EXERCISE DESCRIPTION »
Give back the listing underneath, unchanged and complete.

SUPPLIED INFORMATION »
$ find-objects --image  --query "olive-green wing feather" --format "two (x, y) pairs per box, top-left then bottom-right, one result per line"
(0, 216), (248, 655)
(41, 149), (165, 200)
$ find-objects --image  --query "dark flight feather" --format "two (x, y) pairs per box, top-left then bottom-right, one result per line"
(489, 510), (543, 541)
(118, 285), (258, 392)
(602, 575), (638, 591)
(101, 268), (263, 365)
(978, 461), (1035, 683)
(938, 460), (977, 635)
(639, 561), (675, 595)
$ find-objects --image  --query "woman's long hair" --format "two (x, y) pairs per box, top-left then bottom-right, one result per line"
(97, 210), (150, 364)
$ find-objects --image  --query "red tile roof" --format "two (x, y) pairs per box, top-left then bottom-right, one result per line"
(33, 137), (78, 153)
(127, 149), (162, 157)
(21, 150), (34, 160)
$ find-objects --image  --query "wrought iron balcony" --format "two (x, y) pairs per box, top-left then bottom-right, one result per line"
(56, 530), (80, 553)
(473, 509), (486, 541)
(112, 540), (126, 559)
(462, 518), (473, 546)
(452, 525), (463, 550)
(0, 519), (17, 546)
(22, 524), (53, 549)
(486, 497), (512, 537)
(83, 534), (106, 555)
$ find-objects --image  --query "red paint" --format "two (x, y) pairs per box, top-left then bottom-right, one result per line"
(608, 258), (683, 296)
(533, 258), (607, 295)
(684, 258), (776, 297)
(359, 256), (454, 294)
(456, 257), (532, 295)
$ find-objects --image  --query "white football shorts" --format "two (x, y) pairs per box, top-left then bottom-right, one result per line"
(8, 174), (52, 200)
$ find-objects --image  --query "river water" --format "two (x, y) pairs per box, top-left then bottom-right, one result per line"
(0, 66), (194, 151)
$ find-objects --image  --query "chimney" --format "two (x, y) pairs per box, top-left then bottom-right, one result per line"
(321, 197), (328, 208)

TASK ANSWER »
$ find-objects --image  --query "olive-green wing feather" --format "two (x, y) pairs per box, top-left then bottom-right, one result per line"
(0, 216), (248, 655)
(41, 149), (165, 200)
$ find-objects --image  --query "dark flight feather" --format "two (x, y) pairs per box, top-left then bottom-right, one result per line"
(489, 510), (543, 541)
(118, 285), (258, 392)
(602, 575), (638, 591)
(101, 268), (263, 365)
(978, 461), (1035, 683)
(938, 460), (977, 635)
(639, 561), (675, 595)
$ find-objects --image  --query "woman's long hair" --format "two (x, y) pairs per box, top-left then bottom-right, one result per line"
(97, 210), (150, 364)
$ find-objects --image  --query "red tile roof" --format "two (x, y) pairs per box, top-left then bottom-right, one result per line"
(33, 137), (78, 153)
(127, 149), (162, 157)
(21, 150), (34, 160)
$ find-objects --image  --query "wrought iron balcony" --format "two (x, y) pairs per box, top-left then bottom-right, one result per line"
(56, 530), (80, 553)
(473, 509), (486, 541)
(112, 540), (126, 559)
(462, 518), (473, 546)
(452, 525), (463, 550)
(0, 519), (17, 546)
(22, 524), (53, 549)
(486, 497), (512, 537)
(83, 534), (106, 555)
$ find-objects --image  --query "red paint" --format "two (x, y) pairs per box, top-left then bottom-right, one result per line"
(608, 258), (683, 296)
(533, 258), (607, 295)
(684, 258), (776, 297)
(359, 256), (454, 294)
(456, 257), (532, 295)
$ find-objects --image  --query "white football shorts" --format "two (x, y) pairs per box, top-left then bottom-right, one result per line"
(8, 174), (52, 200)
$ find-objects --image  --query "river water" --format "two (x, y) pairs per box, top-left then bottom-right, one result per line"
(0, 66), (194, 151)
$ find-objects --image  --query "chimney" --format "two (x, y) pairs per box, top-left then bottom-right, one result per line"
(321, 197), (328, 208)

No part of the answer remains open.